* _Task objective_
Please repeat the records, word for word and without gaps.

---

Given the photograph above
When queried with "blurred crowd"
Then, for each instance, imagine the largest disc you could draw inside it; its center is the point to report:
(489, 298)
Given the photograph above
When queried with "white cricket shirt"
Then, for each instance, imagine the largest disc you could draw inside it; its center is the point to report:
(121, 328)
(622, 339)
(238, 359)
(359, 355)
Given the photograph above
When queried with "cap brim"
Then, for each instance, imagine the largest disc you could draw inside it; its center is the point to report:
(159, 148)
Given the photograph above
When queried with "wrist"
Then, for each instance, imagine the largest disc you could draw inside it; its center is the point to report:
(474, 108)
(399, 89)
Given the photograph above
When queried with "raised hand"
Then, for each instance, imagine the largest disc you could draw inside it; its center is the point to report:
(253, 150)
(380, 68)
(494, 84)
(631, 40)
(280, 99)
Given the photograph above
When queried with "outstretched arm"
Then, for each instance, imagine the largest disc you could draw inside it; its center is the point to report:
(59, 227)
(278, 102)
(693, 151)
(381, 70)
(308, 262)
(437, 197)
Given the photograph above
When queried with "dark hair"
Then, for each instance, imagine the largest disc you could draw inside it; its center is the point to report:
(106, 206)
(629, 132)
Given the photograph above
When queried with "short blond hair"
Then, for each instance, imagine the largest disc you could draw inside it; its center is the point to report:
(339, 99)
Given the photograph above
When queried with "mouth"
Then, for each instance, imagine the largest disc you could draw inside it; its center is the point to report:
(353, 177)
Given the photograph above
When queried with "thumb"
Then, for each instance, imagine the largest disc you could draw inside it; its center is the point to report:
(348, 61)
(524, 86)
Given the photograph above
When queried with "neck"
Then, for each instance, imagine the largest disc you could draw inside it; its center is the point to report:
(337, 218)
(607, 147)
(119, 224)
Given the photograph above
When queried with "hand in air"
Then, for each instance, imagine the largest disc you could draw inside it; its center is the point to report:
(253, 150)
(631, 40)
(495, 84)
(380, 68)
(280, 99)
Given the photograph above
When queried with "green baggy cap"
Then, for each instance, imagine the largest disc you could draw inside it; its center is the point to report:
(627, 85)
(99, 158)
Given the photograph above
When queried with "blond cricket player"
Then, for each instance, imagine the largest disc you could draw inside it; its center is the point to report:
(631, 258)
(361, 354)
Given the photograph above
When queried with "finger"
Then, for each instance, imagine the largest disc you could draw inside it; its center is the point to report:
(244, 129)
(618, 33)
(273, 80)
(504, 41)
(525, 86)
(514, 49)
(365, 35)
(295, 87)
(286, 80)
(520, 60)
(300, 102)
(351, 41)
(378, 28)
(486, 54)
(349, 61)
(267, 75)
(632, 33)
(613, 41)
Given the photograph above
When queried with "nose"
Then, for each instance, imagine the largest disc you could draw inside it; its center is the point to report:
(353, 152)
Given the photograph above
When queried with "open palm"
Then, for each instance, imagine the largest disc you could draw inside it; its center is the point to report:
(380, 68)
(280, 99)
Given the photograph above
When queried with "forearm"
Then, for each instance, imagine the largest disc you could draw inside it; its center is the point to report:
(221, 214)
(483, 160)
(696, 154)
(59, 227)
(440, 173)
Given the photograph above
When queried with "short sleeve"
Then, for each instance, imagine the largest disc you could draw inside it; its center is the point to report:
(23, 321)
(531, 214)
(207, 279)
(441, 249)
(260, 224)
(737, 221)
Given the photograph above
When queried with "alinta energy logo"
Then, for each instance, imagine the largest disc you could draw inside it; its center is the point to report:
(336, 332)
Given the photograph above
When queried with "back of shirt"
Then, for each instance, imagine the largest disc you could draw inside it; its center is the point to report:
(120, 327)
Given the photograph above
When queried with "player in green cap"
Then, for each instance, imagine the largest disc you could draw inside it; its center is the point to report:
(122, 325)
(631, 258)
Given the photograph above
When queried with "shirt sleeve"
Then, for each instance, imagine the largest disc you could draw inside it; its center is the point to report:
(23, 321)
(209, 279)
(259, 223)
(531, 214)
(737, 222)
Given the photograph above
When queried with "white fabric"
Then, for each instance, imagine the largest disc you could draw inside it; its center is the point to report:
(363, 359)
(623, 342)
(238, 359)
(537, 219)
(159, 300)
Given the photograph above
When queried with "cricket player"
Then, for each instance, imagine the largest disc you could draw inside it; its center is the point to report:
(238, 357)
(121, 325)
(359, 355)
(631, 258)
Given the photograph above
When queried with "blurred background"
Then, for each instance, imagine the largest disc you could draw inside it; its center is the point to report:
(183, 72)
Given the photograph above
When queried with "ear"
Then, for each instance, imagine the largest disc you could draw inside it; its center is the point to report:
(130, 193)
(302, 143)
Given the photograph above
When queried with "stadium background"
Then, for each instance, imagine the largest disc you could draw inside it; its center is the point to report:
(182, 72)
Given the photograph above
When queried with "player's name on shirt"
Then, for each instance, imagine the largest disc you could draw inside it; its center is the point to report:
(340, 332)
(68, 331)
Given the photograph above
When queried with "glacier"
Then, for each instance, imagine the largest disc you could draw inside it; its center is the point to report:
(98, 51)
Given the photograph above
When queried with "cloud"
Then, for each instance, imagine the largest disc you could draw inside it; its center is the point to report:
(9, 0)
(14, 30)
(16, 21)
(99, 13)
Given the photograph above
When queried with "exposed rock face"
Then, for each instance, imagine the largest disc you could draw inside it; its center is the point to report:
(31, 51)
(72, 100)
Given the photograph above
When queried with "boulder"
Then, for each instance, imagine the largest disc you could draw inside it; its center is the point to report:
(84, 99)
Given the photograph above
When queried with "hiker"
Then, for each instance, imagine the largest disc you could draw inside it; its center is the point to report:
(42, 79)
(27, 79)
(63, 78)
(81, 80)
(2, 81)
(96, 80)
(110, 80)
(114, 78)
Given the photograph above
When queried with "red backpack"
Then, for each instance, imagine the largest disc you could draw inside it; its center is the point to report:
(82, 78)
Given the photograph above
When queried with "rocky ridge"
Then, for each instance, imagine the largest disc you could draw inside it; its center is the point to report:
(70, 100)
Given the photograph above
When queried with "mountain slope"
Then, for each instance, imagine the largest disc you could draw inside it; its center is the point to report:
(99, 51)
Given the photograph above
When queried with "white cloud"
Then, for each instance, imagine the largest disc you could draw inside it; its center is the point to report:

---

* _Answer to this problem_
Given the photograph above
When queried with "blurred crowd"
Then, for each instance, imagine the largest disc you could draw inside it; its center is the point to report:
(489, 298)
Given the photograph above
When queried with "white cricket shirt"
Then, for each instance, imagine the largest disc you could draw inside it; its center is the point to report:
(121, 328)
(622, 339)
(238, 359)
(359, 355)
Given the photograph above
When queried with "cap brim"
Then, for each instance, imagine the largest disc you could draw inside it; its center is the point to report:
(159, 148)
Given the photograph above
When queried with "wrist"
Then, for each instance, imagine the largest disc you could draw inside it; its center is the point to report:
(474, 108)
(399, 89)
Given the photograph above
When queried with "raised hand"
Then, for each instance, imagine the largest disc you could draw inside it; its center is the point to report:
(253, 150)
(380, 68)
(494, 84)
(631, 40)
(280, 99)
Given the photograph above
When queried with "outstretched arm"
Then, for each instance, imagine the largest disc you could draw inside it; its center is the point to report:
(59, 227)
(278, 102)
(693, 151)
(381, 70)
(308, 262)
(437, 197)
Given the photograph above
When queried with "dark hair"
Then, for each instance, imagine the largest disc you could draw inside it; its center is the point to report:
(106, 206)
(629, 132)
Given the photograph above
When queried with "short blond hair"
Then, for each instance, imagine the largest disc you could draw inside it; its center is the point to report:
(339, 99)
Given the photograph above
When queried with "mouth"
Then, for each instance, imagine the largest disc you could draw inside it; its center is the point to report:
(353, 177)
Given the photograph above
When queried with "thumb"
Then, for each instance, imagine the largest disc you could draw inside it; its center is the point to report:
(348, 61)
(524, 86)
Given the photograph above
When queried with "neck"
Then, for each instance, imagine the largest disc you could draw inside it; its center is the point to report:
(337, 218)
(607, 147)
(119, 224)
Given the photograph above
When queried with "hand in air"
Then, for each instance, imagine the largest disc you could draw inside it; its center is the point to report:
(253, 150)
(631, 40)
(495, 84)
(380, 68)
(280, 99)
Given the photograph above
When queried with "green baggy cap"
Then, for each instance, imagine the largest disc you could draw inside it; its center is the point to report:
(627, 85)
(99, 158)
Given the photograph above
When queried with "blond cricket player"
Then, for each instance, imagine the largest disc you could draw inside it; its center is the point to report:
(631, 258)
(361, 354)
Given the photograph above
When queried with "finger"
Then, for each instance, imagine the largest disc you could draw inside it; its center is the point to report:
(244, 129)
(618, 33)
(273, 80)
(504, 41)
(525, 86)
(514, 49)
(365, 35)
(295, 87)
(286, 80)
(520, 60)
(300, 102)
(351, 41)
(378, 28)
(486, 54)
(349, 61)
(267, 75)
(632, 33)
(613, 41)
Given the photograph above
When queried with "nose"
Then, for each instance, imagine the largest disc you could draw inside it; its center is the point to report:
(353, 152)
Given the photograph above
When queried with "open palm"
Then, for each instance, imagine the largest disc you could draw inside it; its center is the point to report:
(380, 68)
(280, 99)
Given the photograph above
When queried with "forearm"
Then, for each instance, imagine the largest disc you could draw inside it; its center is the point to report:
(221, 214)
(483, 160)
(696, 154)
(59, 227)
(440, 173)
Given the photograph above
When queried with "short sleeve"
Then, for each instance, imagine the largest disc you could draw inside it; its center is the point to report:
(23, 321)
(531, 214)
(207, 279)
(441, 249)
(260, 224)
(737, 221)
Given the photograph above
When queried with "alinta energy logo"
Then, for each instance, imagine the largest disc you could draw inside it; its center is the point to report:
(336, 332)
Given the photograph above
When queried with "back of shirt"
Then, for each instance, imagine the largest disc you could draw inside it; its center is the point to report:
(120, 327)
Given the photograph above
When queried with "player in green cap"
Then, for each instance, imagine the largest disc you could draw inside it; its center is the point to report:
(122, 325)
(631, 258)
Given the photograph above
When queried with "shirt sleeve"
Then, for each instance, imagine the largest disc you could draw inside it; its center is the point to report:
(23, 321)
(209, 279)
(259, 223)
(531, 214)
(737, 222)
Given the photograph above
When queried with "white fabric"
Then, for each instance, imagine the largest disc you could draw inside it; its center is the point to report:
(363, 359)
(623, 342)
(238, 359)
(537, 219)
(159, 300)
Given the photograph above
When queried with "cricket player"
Then, for each instance, imagine the largest disc you could draw inside it; its center is the point to report:
(238, 357)
(121, 325)
(359, 355)
(631, 258)
Given the photograph above
When queried with "blurred background"
Then, for each instance, imagine the largest disc you could draw inside it; its center is the point to report:
(183, 72)
Given the photograph above
When queried with "ear"
Then, for each instance, imagine the largest disc you could draw inside it; its center is the point to report:
(130, 193)
(302, 143)
Given the photograph above
When queried with "stadium background"
Then, for each instance, imagine the largest disc you could draw inside it; its center is the point to report:
(182, 72)
Given the photograph above
When queried with "player's name on shirt"
Then, for each instance, imagine the largest disc you could draw inside it; its center is the point to report:
(340, 332)
(68, 331)
Given the photograph above
When queried with "glacier"
Then, for each instance, imagine the largest disc you could draw inside it; its center is the point to report:
(98, 51)
Given the photograph above
When queried with "cloud"
Then, for each instance, imagine the largest disc you could draw inside it; its center is the point to report:
(9, 0)
(14, 30)
(16, 21)
(99, 13)
Given the photograph above
When queried with "exposed rock face"
Then, for each instance, imagine the largest disc you could draw inside it; its center is the point to report:
(31, 51)
(72, 100)
Given the photograph above
When queried with "boulder"
Then, for each instance, imagine the largest disc you could draw inside it; its center is the point to report:
(84, 99)
Given the photograph above
When queried with "hiker"
Then, for each instance, imagine the largest disc you could draw inside it; its center is the point to report:
(42, 79)
(27, 79)
(63, 78)
(81, 80)
(2, 81)
(96, 80)
(110, 80)
(114, 78)
Given the photograph above
When queried with "red backpack"
Then, for each instance, imagine the largest disc you could draw inside it; its center is the point to report:
(82, 78)
Given the photograph above
When queried with "rocky ridge"
Then, for each instance, imagine the largest disc you could draw inside it; its center is the point to report:
(70, 100)
Given the photograph above
When queried with "mountain slope"
Then, for each instance, imagine the largest disc you could draw inside it; its center is the point to report:
(99, 51)
Given the photograph above
When queried with "white cloud"
Then, for each instance, imagine the largest disc you could draw inside it; its center is the point to report:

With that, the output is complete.